**課題の要件**.
1. カートリッジ部分についての出典の文章から、「図1では、カートリッジ部分4」を含む語句で始まり「グ42と一体に成形され得る。」で終わる部分を、一字一句そのまま書き写すこと。
2. 以下のエントリのうち、「bare」という文字列を含む行をすべて抜き出すこと。

**出典**.
* * * *

図1では、カートリッジ部分4は、プラスチック材料で形成されるカートリッジハウジング42を備える。カートリッジハウジング42は、カートリッジ部分の他の構成要素を支持し、再利用可能部分2に機械的接合部6を提供する。カートリッジハウジングは、長手軸線を中心に円対称であり、この長手軸線に沿ってカートリッジ部分が再利用可能部分2に結合する。この例では、カートリッジ部分は約4cmの長さ、及び約3cmの直径を有する。ただし、詳細な幾何形状、並びにより一般的に使用される全体的な形状及び材料は、異なる実装形態では異なり得ることが諒解されるであろう。
【0033】
カートリッジハウジング42内には、液体蒸気前駆体材料を収容したリザーバ44がある。液体蒸気前駆体材料は従来のものであってもよく、eリキッドと呼ぶ場合がある。液体リザーバ44はこの例では、カートリッジハウジング42によって画定される外壁、及びカートリッジ部分4を通る空気経路52を画定する内側カートリッジ壁58を有する、環形状を有する。リザーバ44はeリキッドを収容するべく各端部を端部壁で閉じられる。リザーバ44は従来の技法によって形成され得る、例えばこれは、プラスチック材料を含むことができ、カートリッジハウジング42と一体に成形され得る。
【0034】
通常使用時、カートリッジ部分4及びレセプタクル8は、接合部1において着脱可能に1つに結合される。レセプタクル8内の加香材料36を使い切ると、又は単にユーザが異なるレセプタクル及び/又は加香材料に取り替えることを望むとき、レセプタクルをカートリッジ部分から取り外すことができ、レセプタクル内の加香材料を交換することができるか、又は、その代わりにカートリッジ部分に異なるレセプタクルを装着することができる。接合部10は、これら2つの部分の間の空気経路の構造的接続部を提供するもので、従来の技法によって、例えば、2つの部分の間の電気接続及び空気経路を適宜確立するように適切に配置された電気接点及び開口部を有する、例えばねじ山、ラッチ機構、又はバヨネット固定手段に基づいて、確立され得る。カートリッジ部分4がレセプタクル8に機械的に取り付けられる特定の様式は、本明細書に記載する原理にとって重要ではないが、これらの及び他の例では、レセプタクル8の保持及び配置は摩擦に起因し得る、並びに/又は、空気経路52内のクリップ、桟部、及び他の特徴によって容易になり得る。例えばレセプタクル8の挿入部分38は、カートリッジ4のコントロールユニット2に結合する端部の反対側にある空気経路52の開口端に設けられた、受け部54に挿入され得る。挿入部分38及び/又は受け部54は、摩擦によるカートリッジ部分4内でのレセプタクル8の保持を補助するための、表面突出部(例えば隆起部又は突条)を有し得る。
【0035】
接合部10はいくつかの実装形態では、それぞれの部分の間の電気接続をサポートする場合のあることも諒解されるであろう。例えば、レセプタクル8は、加香材料36を加熱するためのヒーターを含み得る。

* * * *

**データの行**.
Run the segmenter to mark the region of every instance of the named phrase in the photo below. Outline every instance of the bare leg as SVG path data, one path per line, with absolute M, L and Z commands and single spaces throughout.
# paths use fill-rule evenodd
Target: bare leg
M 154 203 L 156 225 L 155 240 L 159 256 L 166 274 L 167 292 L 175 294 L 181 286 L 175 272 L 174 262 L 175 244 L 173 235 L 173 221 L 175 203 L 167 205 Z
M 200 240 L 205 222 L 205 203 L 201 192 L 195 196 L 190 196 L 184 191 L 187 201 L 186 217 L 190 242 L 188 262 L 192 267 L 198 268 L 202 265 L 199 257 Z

* * * *

**課題の解答**.
1.
図1では、カートリッジ部分4は、プラスチック材料で形成されるカートリッジハウジング42を備える。カートリッジハウジング42は、カートリッジ部分の他の構成要素を支持し、再利用可能部分2に機械的接合部6を提供する。カートリッジハウジングは、長手軸線を中心に円対称であり、この長手軸線に沿ってカートリッジ部分が再利用可能部分2に結合する。この例では、カートリッジ部分は約4cmの長さ、及び約3cmの直径を有する。ただし、詳細な幾何形状、並びにより一般的に使用される全体的な形状及び材料は、異なる実装形態では異なり得ることが諒解されるであろう。
【0033】
カートリッジハウジング42内には、液体蒸気前駆体材料を収容したリザーバ44がある。液体蒸気前駆体材料は従来のものであってもよく、eリキッドと呼ぶ場合がある。液体リザーバ44はこの例では、カートリッジハウジング42によって画定される外壁、及びカートリッジ部分4を通る空気経路52を画定する内側カートリッジ壁58を有する、環形状を有する。リザーバ44はeリキッドを収容するべく各端部を端部壁で閉じられる。リザーバ44は従来の技法によって形成され得る、例えばこれは、プラスチック材料を含むことができ、カートリッジハウジング42と一体に成形され得る。

2.
Run the segmenter to mark the region of every instance of the named phrase in the photo below. Outline every instance of the bare leg as SVG path data, one path per line, with absolute M, L and Z commands and single spaces throughout.
Target: bare leg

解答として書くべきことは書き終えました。